**Work order**
Continue the passage about the Army's homeland security duties after 9-11, starting after its last sentence.

**Provided text**
+++
The Army's homeland security responsibilities after 9-11 were superimposed on a continuing expectation that soldiers would remain available to assist their fellow citizens in cases of natural disaster. The National Guard in particular provides state and local governments readily available, disciplined manpower with inherent command, control, transportation, and support. Specialized skills and equipment for engineering, debris removal, water purification, messing, and medical support can be particularly useful when any form of disaster strikes. There is ample precedent for the Army's fielding as many as 30,000 soldiers at a time nationwide for humanitarian relief.
In the wake of 9-11, National Guardsmen augment security at airports across the United States.
The post–9-11 period was no exception to this recurrent yet unpredictable aspect of homeland security.
A few homeland security tasks that had historically come the way of the Army were not features of the Army's post–9-11 environment. The Army was not asked to intern enemy aliens. No specific nation was identified as enemy, and individuals suspected of terrorism or violations of immigration policies were few enough in number to render Army involvement unnecessary. There were no domestic disturbances associated with the disaster: the American people seemed more united than ever. There was no expectation of economic intervention or reconstruction on the part of the Army, with the exception of the Pentagon. Here, the Corps of Engineers took charge of a challenging project to rebuild and restore the shattered section of the building within a year of the attack. They met this timeline, and the newly rebuilt portions of the Pentagon reopened with ceremony and fanfare—and with the same large garrison flag hanging alongside the restored facade.
+++
**Raw data**
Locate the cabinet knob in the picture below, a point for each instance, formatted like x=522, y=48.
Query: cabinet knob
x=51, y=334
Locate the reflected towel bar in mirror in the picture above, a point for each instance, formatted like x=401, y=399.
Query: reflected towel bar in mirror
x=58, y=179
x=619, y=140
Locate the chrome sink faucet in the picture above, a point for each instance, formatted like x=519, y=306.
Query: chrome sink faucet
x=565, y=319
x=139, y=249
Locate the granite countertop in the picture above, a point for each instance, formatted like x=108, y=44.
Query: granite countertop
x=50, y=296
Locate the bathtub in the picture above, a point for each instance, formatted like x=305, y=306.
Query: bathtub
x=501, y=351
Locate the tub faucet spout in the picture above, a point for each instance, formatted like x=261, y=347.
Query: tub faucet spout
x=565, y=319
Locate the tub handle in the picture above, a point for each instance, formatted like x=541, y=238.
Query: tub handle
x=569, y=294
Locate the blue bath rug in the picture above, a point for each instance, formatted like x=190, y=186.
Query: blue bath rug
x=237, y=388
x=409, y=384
+++
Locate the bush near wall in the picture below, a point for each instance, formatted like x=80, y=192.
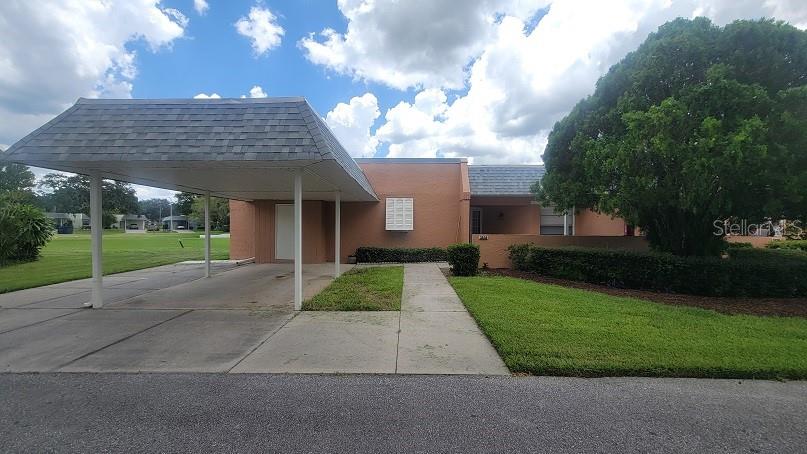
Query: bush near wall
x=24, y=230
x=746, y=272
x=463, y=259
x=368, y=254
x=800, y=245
+++
**Result**
It had been some time since Americans had been attacked on their own soil, so there was understandable confusion with respect to who was in charge of what. The North American Aerospace Defense Command (NORAD) had supervised defense against aerospace strategic weapons, while the Army had been the DOD Executive Agent for military support to the Federal Emergency Management Agency (FEMA). Shortly after the 9-11 attacks Secretary of Defense Donald H. Rumsfeld reiterated and refined these arrangements, making the Joint Forces Command responsible for the land and maritime defense of the continental United States and appointing the Secretary of the Army the DOD Executive Agent for Homeland Security, including homeland security and military support to civilian authority. Homeland security implied the direct application of military forces with DOD as the federal government's lead agency, whereas military support to civilian authority encompassed supporting the lead of local officials or other federal agencies. These arrangements proved satisfactory for the time being. In due course, President Bush proposed and Congress approved the reorganization of many different federal agencies involved in homeland
security into a single overarching Department of Homeland Security. As this book is written, the Department of Defense is still working out its relationships with this new agency.